▶ [Problem requirements]: Wherever the string "positive" shows up in the data below, copy the whole line.

▶ [Provided information]:
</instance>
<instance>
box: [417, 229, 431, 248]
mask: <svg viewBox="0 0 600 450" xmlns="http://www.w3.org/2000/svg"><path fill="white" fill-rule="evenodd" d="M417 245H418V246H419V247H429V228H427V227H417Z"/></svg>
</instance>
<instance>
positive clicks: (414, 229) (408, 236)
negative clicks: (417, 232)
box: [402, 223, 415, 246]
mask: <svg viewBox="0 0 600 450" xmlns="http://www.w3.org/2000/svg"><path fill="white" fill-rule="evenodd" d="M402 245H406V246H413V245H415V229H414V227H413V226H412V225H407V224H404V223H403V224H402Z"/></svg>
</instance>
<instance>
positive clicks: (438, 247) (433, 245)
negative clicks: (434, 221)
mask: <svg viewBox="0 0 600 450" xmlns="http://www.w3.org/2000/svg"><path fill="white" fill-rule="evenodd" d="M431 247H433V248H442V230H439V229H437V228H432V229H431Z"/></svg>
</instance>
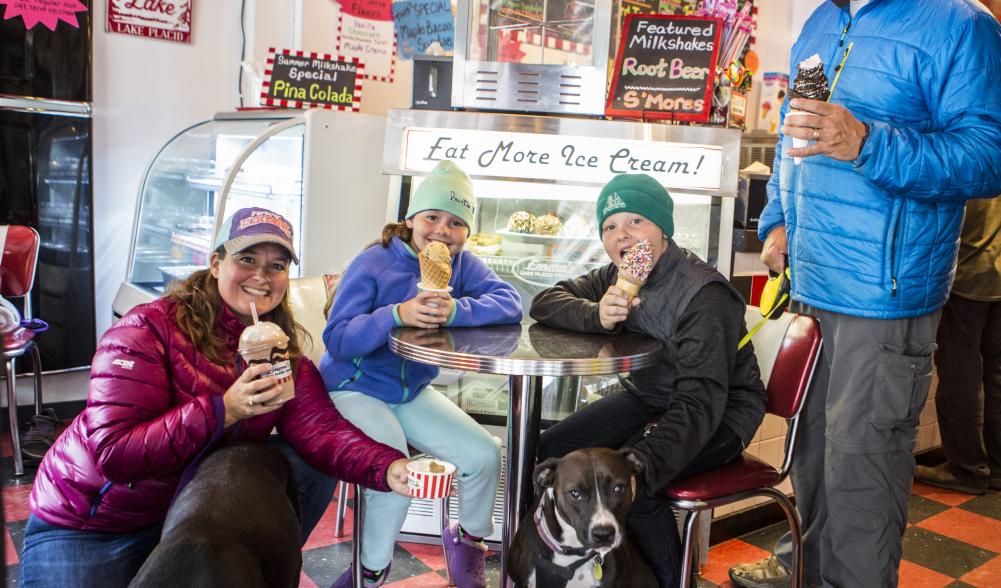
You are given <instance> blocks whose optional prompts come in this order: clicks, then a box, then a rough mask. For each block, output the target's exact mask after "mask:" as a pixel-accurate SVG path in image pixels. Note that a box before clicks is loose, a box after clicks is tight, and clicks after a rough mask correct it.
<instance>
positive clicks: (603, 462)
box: [508, 449, 658, 588]
mask: <svg viewBox="0 0 1001 588" xmlns="http://www.w3.org/2000/svg"><path fill="white" fill-rule="evenodd" d="M629 451H630V450H624V451H623V452H617V451H613V450H611V449H584V450H580V451H575V452H573V453H571V454H569V455H567V456H566V457H564V458H562V459H552V460H547V461H545V462H543V463H542V464H540V465H539V466H538V467H537V468H536V471H535V473H534V474H533V476H534V479H535V486H536V495H537V497H538V498H537V499H536V502H535V504H534V505H533V508H532V511H531V512H530V513H529V515H528V516H527V517H526V518H525V520H524V521H522V525H521V526H520V527H519V528H518V533H517V534H516V535H515V541H514V544H513V545H512V548H511V553H510V554H509V556H508V570H509V573H510V574H511V577H512V579H513V580H514V581H515V584H516V585H518V586H519V587H539V588H554V587H563V586H568V587H575V588H576V587H581V588H585V587H588V588H592V587H593V588H599V587H601V588H609V587H622V588H627V587H629V588H646V587H648V586H649V587H652V588H655V587H657V585H658V584H657V578H656V577H655V576H654V572H653V571H652V570H651V569H650V566H648V565H647V562H646V561H644V559H643V557H642V556H641V555H640V553H639V552H638V551H637V550H636V548H635V546H634V545H633V544H632V543H631V541H630V539H629V537H628V536H627V535H626V524H625V522H626V513H627V512H629V509H630V506H631V505H632V504H633V496H634V492H635V482H634V478H633V477H634V476H635V474H636V473H637V472H636V470H635V468H634V466H633V465H632V461H630V460H628V459H627V454H628V453H629Z"/></svg>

▶ [Answer section]:
positive clicks: (414, 229) (408, 236)
positive clicks: (438, 247) (433, 245)
positive clicks: (603, 462)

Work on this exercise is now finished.